◆ **DIRECTIONS**:
All entries are to be printed again exactly, with their images omitted.

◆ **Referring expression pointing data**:
····················

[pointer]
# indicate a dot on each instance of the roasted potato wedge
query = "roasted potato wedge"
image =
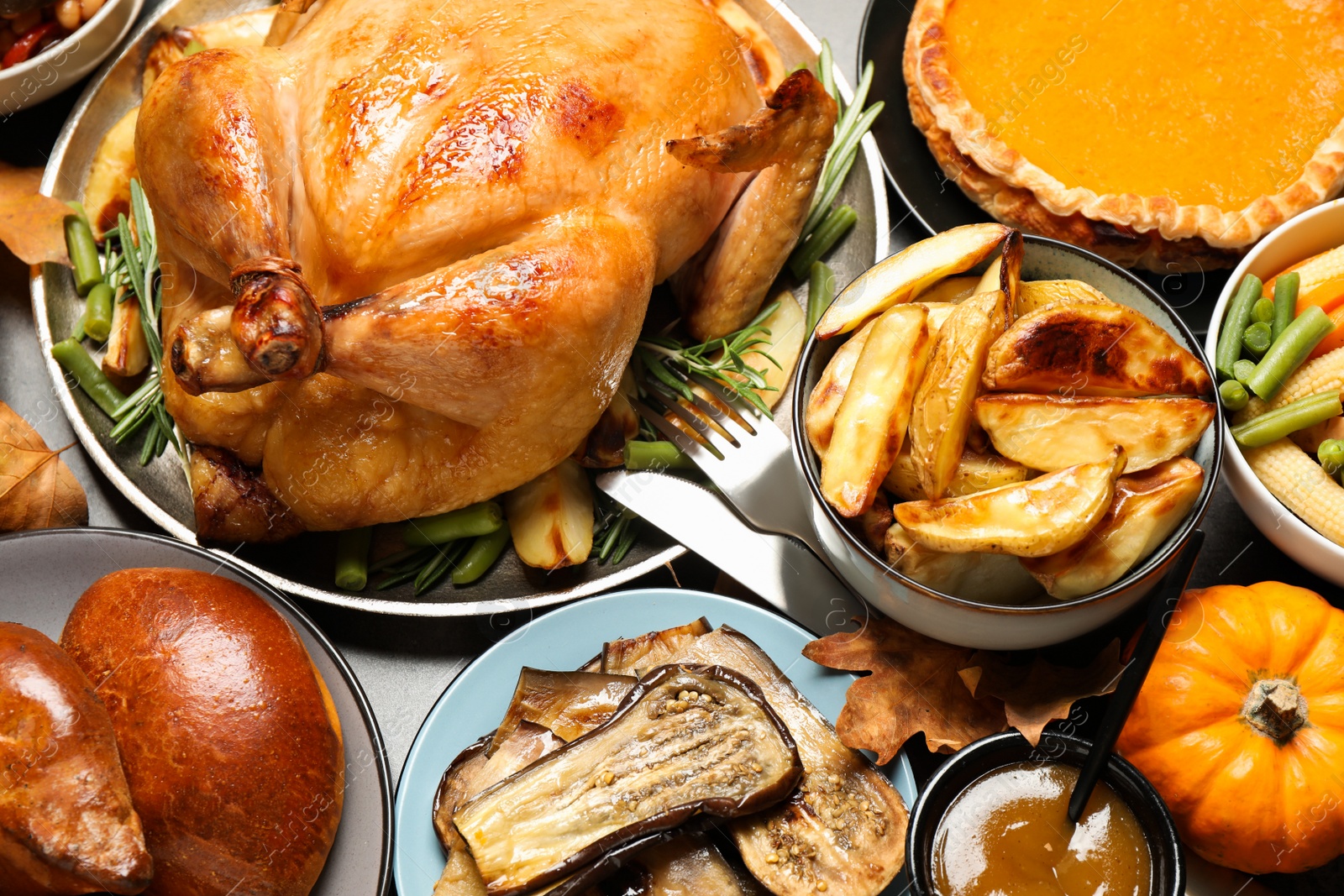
(1052, 432)
(113, 165)
(1035, 295)
(127, 354)
(974, 473)
(875, 410)
(907, 273)
(951, 289)
(1093, 349)
(1030, 519)
(944, 405)
(830, 390)
(990, 578)
(1148, 506)
(551, 517)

····················

◆ **SOLUTION FOR THIS TASK**:
[pointer]
# indicate a dot on each instance of the roasted potato wedge
query = "roasted potato wedge"
image =
(1052, 432)
(113, 165)
(1035, 295)
(127, 354)
(974, 473)
(875, 410)
(907, 273)
(951, 289)
(1093, 349)
(1030, 519)
(944, 405)
(830, 390)
(990, 578)
(1148, 506)
(551, 517)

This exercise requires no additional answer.